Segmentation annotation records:
|---|

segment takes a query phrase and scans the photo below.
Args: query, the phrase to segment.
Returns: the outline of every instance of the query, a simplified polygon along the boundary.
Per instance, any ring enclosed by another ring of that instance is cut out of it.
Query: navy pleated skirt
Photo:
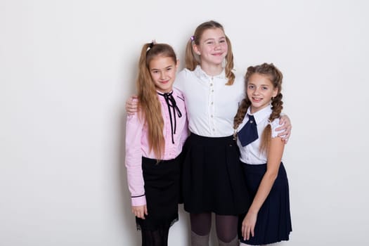
[[[142,171],[148,215],[136,217],[137,229],[156,231],[178,221],[181,155],[161,160],[142,157]]]
[[[252,200],[266,171],[266,164],[241,164],[246,178],[248,193]],[[245,214],[239,218],[239,237],[241,242],[247,245],[259,245],[288,240],[292,229],[288,180],[283,163],[280,164],[278,175],[269,195],[257,214],[254,237],[250,237],[248,240],[243,240],[240,232],[245,215]]]
[[[238,215],[249,206],[238,147],[233,136],[190,135],[183,147],[183,198],[190,213]]]

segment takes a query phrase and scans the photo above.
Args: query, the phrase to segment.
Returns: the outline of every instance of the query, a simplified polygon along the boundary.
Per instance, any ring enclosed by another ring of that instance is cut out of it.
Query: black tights
[[[212,227],[212,214],[190,214],[191,231],[199,235],[208,235]],[[218,239],[229,242],[237,236],[238,217],[233,215],[215,214],[215,227]]]
[[[169,227],[156,231],[142,230],[142,246],[167,246]]]

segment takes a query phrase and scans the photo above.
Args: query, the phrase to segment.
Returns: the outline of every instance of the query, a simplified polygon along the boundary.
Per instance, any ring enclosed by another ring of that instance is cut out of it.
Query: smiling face
[[[250,77],[247,86],[252,114],[269,105],[271,98],[278,93],[278,89],[273,86],[269,76],[266,75],[253,74]]]
[[[202,65],[221,64],[228,53],[228,44],[224,32],[220,28],[205,30],[201,35],[199,44],[193,45],[193,50],[200,55]]]
[[[171,91],[177,67],[178,62],[171,57],[157,56],[150,61],[150,75],[157,91]]]

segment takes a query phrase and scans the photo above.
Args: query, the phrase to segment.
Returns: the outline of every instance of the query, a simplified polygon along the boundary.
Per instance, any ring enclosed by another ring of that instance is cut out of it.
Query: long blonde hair
[[[214,20],[207,21],[200,24],[195,30],[193,36],[190,39],[188,39],[187,45],[186,46],[186,56],[185,56],[185,62],[186,67],[190,71],[193,71],[196,66],[200,64],[200,58],[198,55],[197,55],[193,48],[193,44],[196,45],[200,44],[200,39],[205,31],[208,29],[221,29],[223,32],[224,32],[224,28],[223,26]],[[225,33],[225,32],[224,32]],[[231,44],[231,40],[229,40],[227,35],[226,36],[226,41],[227,41],[228,45],[228,53],[226,56],[226,77],[228,79],[226,85],[232,85],[235,81],[235,75],[232,72],[233,70],[233,53],[232,51],[232,45]]]
[[[148,144],[157,160],[163,153],[165,141],[163,136],[164,119],[161,105],[157,98],[155,84],[150,73],[150,62],[157,57],[177,58],[173,48],[167,44],[145,44],[138,62],[138,76],[136,80],[140,117],[144,117],[148,129]]]
[[[276,67],[273,63],[263,63],[259,65],[254,67],[250,66],[247,67],[247,72],[245,76],[245,88],[246,91],[246,95],[247,95],[247,84],[249,82],[250,77],[251,75],[257,73],[261,75],[265,75],[268,77],[271,80],[273,89],[277,89],[277,95],[271,100],[271,110],[272,112],[269,116],[269,122],[272,122],[275,119],[280,117],[280,112],[283,109],[283,102],[282,101],[283,95],[280,93],[282,90],[282,80],[283,75],[282,72]],[[245,115],[247,111],[247,108],[251,105],[251,102],[249,100],[247,96],[242,100],[237,114],[235,116],[233,120],[233,128],[237,129],[240,124],[242,123]],[[268,149],[269,148],[269,143],[271,139],[271,127],[269,124],[265,127],[261,135],[259,150],[260,152],[268,153]]]

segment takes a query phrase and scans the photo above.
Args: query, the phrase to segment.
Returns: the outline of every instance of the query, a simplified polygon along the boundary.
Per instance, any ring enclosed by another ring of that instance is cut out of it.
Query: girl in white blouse
[[[273,64],[249,67],[247,96],[234,120],[251,205],[242,216],[241,245],[288,240],[292,231],[287,174],[281,162],[285,143],[276,130],[283,75]],[[250,138],[254,136],[253,138]]]
[[[233,140],[233,117],[245,97],[243,76],[233,72],[233,55],[223,26],[210,20],[200,24],[189,39],[186,67],[174,86],[185,98],[190,131],[182,169],[184,209],[190,213],[191,245],[208,245],[212,213],[215,214],[219,245],[238,245],[239,214],[249,200]],[[129,113],[137,111],[127,101]],[[291,124],[281,117],[280,134],[287,139]]]

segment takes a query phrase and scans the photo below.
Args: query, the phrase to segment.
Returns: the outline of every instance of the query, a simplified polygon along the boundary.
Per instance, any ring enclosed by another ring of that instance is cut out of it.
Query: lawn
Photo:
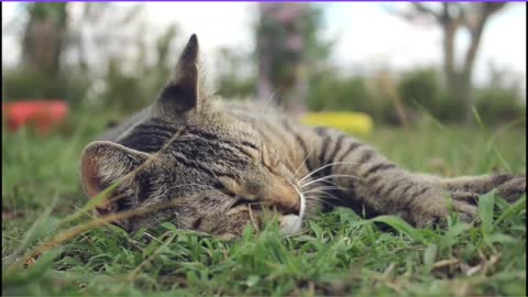
[[[485,195],[481,223],[451,216],[442,230],[348,209],[295,237],[270,223],[232,242],[169,223],[134,234],[97,227],[77,170],[107,118],[78,113],[48,136],[2,131],[2,295],[526,295],[526,195],[514,205]],[[363,139],[416,170],[526,173],[526,121],[374,127]]]

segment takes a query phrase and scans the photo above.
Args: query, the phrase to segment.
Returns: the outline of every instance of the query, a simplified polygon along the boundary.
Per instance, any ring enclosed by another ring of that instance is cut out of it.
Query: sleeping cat
[[[417,227],[442,221],[450,208],[470,221],[479,195],[496,188],[514,201],[526,191],[526,176],[408,172],[343,132],[222,103],[204,79],[193,35],[157,100],[88,144],[80,164],[88,196],[118,183],[100,213],[169,201],[119,223],[132,231],[170,221],[230,239],[248,223],[261,228],[270,212],[292,234],[333,206],[396,215]]]

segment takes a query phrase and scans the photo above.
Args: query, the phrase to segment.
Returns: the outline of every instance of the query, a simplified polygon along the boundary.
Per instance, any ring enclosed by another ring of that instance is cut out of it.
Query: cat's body
[[[426,226],[448,215],[448,198],[470,220],[480,194],[497,188],[514,200],[526,190],[525,176],[410,173],[343,132],[304,127],[262,107],[223,106],[204,89],[197,46],[194,36],[156,103],[85,151],[88,195],[121,180],[107,211],[176,201],[129,219],[129,229],[169,220],[231,238],[248,223],[258,228],[270,209],[279,213],[283,231],[294,233],[307,215],[331,206]]]

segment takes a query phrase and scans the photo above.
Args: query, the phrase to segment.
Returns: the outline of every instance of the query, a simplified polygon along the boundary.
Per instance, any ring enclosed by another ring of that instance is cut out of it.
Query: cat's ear
[[[116,182],[128,183],[124,177],[150,156],[113,142],[92,142],[86,146],[80,158],[82,189],[91,198]]]
[[[199,105],[198,38],[193,34],[179,57],[176,70],[163,88],[158,105],[163,109],[185,112]]]

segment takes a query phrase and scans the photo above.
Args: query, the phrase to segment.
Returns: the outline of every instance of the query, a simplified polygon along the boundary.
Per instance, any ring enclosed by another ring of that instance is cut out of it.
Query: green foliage
[[[488,87],[475,92],[475,108],[485,122],[507,122],[526,117],[519,90],[505,87]]]
[[[427,110],[440,121],[457,121],[464,116],[464,101],[450,98],[440,84],[440,74],[436,69],[416,69],[403,75],[398,84],[398,94],[406,109]]]
[[[87,77],[75,70],[50,76],[38,70],[14,69],[2,74],[2,101],[19,99],[63,99],[70,105],[82,101],[90,86]]]
[[[475,226],[453,213],[446,230],[418,230],[395,217],[364,220],[341,208],[295,237],[280,238],[272,222],[232,242],[170,223],[133,234],[106,226],[62,242],[28,267],[11,266],[94,219],[82,209],[89,202],[77,180],[78,157],[112,114],[74,112],[73,133],[2,131],[2,295],[526,295],[526,196],[509,205],[494,194],[482,197]],[[469,175],[504,169],[503,161],[524,173],[525,140],[524,125],[424,123],[410,133],[378,128],[365,141],[411,169]],[[501,154],[488,153],[490,142]]]

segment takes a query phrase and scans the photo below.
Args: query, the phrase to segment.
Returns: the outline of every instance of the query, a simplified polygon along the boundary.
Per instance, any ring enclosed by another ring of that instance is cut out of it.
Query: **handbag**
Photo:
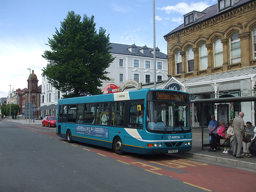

|---|

• _The task_
Reproduce the rows word for word from the very beginning through the line containing "[[[169,227],[156,231],[142,230],[142,246],[167,246]]]", including that line. Leave the pictures out.

• _Exercise answer_
segment takes a query phrase and scans the photo below.
Args: query, the phrase to segment.
Returns: the outline of every instance of the query, a simplified polygon along the boundary.
Per instance, any ring enclosed by another ring of that instance is cut out of it.
Query: navy pleated skirt
Photo:
[[[142,171],[148,215],[136,217],[137,229],[156,231],[178,221],[181,155],[161,160],[142,157]]]
[[[252,200],[266,171],[266,164],[241,164],[246,178],[248,193]],[[245,214],[239,218],[239,237],[241,242],[247,245],[259,245],[288,240],[292,229],[288,180],[283,163],[280,164],[278,175],[269,195],[257,214],[254,237],[250,237],[248,240],[243,240],[240,232],[245,215]]]
[[[238,215],[249,206],[238,147],[233,136],[190,135],[183,147],[183,198],[190,213]]]

segment takes a query phrase and scans the photo above.
Args: query, the phrase to segment.
Returns: the outline of every instance of the query, a simplified polygon along the boundary.
Per instance, any ring enclosed by another ring of that instance is cut out of it.
Query: black tights
[[[212,227],[212,214],[190,214],[191,231],[199,235],[208,235]],[[218,239],[229,242],[237,236],[238,217],[233,215],[215,214],[215,227]]]
[[[169,227],[156,231],[142,230],[142,246],[167,246]]]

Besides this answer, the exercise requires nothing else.